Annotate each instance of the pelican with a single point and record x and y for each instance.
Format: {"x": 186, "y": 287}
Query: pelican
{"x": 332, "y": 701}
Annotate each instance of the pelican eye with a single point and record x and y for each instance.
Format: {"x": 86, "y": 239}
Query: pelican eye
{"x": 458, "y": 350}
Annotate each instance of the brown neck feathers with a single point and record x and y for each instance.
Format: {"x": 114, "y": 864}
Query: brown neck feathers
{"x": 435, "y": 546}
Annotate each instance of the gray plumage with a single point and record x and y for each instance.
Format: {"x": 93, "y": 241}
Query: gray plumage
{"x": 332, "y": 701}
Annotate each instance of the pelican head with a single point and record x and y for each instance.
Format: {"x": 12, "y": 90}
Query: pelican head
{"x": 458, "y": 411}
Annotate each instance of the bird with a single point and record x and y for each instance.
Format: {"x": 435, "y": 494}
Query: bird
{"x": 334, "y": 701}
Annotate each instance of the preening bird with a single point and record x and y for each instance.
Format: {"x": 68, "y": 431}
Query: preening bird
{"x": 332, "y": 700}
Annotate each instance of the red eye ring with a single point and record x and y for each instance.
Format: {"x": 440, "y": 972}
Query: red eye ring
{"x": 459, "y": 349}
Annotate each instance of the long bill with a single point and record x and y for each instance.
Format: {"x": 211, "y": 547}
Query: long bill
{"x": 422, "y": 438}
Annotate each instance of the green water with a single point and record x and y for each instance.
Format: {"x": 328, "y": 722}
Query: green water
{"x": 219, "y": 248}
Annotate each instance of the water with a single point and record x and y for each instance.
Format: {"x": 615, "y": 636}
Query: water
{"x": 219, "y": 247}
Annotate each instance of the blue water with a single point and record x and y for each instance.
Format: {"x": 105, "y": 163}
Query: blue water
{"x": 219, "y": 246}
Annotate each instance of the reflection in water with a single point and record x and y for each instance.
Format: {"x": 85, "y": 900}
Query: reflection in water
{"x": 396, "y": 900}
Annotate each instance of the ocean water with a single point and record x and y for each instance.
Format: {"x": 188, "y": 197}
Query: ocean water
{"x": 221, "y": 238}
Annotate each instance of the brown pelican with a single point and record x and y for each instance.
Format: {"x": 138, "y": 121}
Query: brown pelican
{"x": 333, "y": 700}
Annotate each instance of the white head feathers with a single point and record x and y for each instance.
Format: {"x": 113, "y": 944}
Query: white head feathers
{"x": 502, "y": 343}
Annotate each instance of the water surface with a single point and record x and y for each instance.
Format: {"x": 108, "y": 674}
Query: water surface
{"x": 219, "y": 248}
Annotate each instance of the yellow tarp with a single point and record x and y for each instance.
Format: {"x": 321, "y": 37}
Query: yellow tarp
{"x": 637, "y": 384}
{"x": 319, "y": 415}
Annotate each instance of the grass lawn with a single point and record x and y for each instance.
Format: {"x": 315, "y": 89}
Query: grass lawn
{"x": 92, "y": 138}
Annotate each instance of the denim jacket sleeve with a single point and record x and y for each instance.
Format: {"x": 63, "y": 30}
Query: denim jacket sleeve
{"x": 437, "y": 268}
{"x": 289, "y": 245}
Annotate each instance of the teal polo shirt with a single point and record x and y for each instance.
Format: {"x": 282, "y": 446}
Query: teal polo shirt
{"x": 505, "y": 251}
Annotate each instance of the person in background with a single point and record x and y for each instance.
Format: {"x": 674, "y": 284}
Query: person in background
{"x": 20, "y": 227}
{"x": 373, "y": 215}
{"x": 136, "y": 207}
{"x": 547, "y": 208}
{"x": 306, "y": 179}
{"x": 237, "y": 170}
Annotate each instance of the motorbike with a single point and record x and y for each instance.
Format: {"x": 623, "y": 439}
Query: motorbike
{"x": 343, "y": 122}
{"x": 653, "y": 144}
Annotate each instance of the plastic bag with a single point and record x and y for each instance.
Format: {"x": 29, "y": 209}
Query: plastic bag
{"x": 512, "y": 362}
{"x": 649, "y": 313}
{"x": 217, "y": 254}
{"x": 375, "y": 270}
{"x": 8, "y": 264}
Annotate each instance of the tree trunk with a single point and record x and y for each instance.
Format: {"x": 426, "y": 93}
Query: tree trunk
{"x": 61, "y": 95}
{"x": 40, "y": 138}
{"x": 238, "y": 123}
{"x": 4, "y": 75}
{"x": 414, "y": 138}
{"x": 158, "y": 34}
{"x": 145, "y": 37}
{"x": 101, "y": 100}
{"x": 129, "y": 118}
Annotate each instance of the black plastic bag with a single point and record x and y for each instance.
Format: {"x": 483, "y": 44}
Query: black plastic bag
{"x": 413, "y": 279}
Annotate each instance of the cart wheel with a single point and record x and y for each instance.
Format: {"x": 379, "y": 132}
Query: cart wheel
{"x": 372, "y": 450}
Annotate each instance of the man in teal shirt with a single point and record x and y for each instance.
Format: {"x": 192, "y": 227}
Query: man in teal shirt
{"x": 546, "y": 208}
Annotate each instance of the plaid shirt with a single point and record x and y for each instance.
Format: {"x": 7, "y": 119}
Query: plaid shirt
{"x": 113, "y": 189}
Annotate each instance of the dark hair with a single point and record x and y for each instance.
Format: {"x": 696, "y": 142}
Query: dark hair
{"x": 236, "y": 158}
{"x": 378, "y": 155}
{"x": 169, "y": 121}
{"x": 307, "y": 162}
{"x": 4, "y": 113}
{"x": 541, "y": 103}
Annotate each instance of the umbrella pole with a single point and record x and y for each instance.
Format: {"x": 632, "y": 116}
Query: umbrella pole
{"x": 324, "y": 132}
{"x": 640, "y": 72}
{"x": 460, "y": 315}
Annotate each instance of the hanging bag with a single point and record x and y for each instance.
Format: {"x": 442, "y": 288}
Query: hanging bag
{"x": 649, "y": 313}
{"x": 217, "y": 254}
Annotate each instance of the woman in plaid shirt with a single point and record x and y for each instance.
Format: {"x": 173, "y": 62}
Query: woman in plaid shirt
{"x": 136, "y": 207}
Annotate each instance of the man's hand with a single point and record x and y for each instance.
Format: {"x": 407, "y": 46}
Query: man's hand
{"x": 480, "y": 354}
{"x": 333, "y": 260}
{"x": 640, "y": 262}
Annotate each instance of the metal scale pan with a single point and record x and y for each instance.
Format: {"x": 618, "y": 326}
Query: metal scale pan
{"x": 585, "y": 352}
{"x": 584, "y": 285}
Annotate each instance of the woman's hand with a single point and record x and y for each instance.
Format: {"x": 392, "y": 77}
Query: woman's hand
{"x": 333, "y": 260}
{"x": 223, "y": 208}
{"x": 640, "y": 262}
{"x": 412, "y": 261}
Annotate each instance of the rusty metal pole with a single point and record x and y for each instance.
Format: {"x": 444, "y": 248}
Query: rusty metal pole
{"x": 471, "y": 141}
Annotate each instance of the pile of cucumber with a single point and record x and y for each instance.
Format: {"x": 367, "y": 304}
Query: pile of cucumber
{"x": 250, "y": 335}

* _Work to complete_:
From the line holding "Annotate each instance of the metal" through the last line above, reproduce each line exactly and add nothing.

* _Task output_:
Annotate each instance of the metal scale pan with a single point and record x and y for each instance.
Format: {"x": 618, "y": 326}
Query: metal scale pan
{"x": 585, "y": 352}
{"x": 584, "y": 285}
Annotate each instance of the woman's hand with a single point and record x and y for each instance.
Format: {"x": 392, "y": 77}
Query: woman's hand
{"x": 333, "y": 260}
{"x": 223, "y": 208}
{"x": 640, "y": 262}
{"x": 412, "y": 261}
Annotate each instance of the rusty metal pole with a single point and record x and y for each instance.
Format: {"x": 444, "y": 248}
Query: rusty metal pole
{"x": 471, "y": 141}
Annotate each instance of the pile of cucumber with a single point and record x and y for each instance.
Format: {"x": 367, "y": 304}
Query: pile of cucumber
{"x": 250, "y": 335}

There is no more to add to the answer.